** Start RECORD SET **

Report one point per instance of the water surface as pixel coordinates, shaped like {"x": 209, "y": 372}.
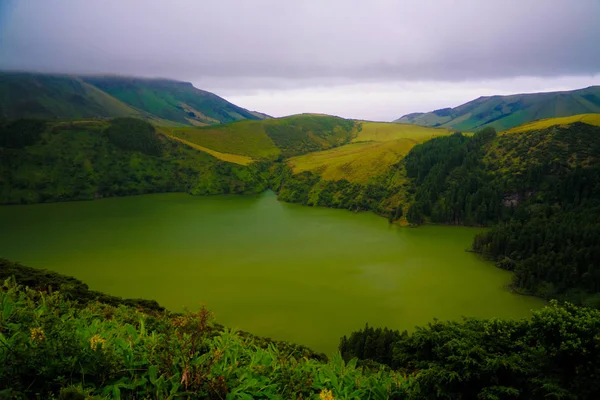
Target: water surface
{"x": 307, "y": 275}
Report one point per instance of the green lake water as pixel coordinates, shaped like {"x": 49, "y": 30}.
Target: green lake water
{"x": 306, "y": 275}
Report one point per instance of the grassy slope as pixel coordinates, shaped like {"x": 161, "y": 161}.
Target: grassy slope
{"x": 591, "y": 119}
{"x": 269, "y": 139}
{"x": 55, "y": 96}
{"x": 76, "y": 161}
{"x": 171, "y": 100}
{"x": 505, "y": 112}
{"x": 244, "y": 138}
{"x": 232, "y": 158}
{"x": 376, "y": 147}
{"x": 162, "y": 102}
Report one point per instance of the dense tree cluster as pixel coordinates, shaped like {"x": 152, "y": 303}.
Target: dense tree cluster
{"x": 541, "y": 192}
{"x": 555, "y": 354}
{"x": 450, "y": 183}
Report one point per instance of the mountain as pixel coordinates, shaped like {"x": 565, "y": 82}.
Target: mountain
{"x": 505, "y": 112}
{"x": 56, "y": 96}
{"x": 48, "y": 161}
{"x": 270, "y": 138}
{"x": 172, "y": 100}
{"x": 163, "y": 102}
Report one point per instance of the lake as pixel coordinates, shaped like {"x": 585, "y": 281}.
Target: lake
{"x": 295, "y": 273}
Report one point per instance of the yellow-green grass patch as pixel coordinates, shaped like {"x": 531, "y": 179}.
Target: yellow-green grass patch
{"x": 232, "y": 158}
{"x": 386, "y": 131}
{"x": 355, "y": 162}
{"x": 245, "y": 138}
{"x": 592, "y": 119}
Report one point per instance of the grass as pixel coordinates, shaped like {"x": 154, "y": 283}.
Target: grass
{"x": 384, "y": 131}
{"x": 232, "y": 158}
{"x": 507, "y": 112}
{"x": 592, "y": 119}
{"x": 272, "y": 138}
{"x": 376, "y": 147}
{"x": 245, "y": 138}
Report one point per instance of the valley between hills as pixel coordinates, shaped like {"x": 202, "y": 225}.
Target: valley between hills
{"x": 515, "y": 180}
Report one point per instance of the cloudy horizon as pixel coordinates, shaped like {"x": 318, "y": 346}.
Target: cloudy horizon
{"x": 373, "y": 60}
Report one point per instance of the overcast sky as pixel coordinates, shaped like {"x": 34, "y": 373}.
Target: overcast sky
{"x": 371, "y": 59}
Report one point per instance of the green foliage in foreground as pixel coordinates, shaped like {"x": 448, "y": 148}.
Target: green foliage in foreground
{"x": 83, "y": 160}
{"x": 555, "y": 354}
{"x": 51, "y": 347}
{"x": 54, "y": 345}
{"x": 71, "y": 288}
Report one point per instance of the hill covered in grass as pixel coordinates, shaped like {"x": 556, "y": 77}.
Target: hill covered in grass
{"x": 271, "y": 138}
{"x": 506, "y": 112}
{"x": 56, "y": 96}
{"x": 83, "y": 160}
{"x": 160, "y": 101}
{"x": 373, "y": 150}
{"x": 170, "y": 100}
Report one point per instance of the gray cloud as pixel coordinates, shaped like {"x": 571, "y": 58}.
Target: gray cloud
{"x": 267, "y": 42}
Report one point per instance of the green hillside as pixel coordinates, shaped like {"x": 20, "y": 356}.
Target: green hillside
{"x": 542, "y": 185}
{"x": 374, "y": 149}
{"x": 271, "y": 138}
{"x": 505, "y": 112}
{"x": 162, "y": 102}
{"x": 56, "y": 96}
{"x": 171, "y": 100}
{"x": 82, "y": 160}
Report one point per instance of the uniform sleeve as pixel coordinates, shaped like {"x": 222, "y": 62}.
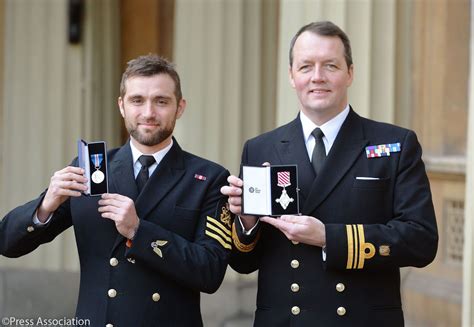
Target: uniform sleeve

** End RECORD SET **

§ **THE TASK**
Repeat the lines from the one holding "Report one point per instance of the uniform" through the end of the items, both ends included, swapping "sleeve" for "collar" and changing nothing else. Leave the pictures out.

§ **WRITTEN RESPONSE**
Report one point per instance of the uniform collar as pixel coordinates, shaped like {"x": 222, "y": 62}.
Target: uniform collar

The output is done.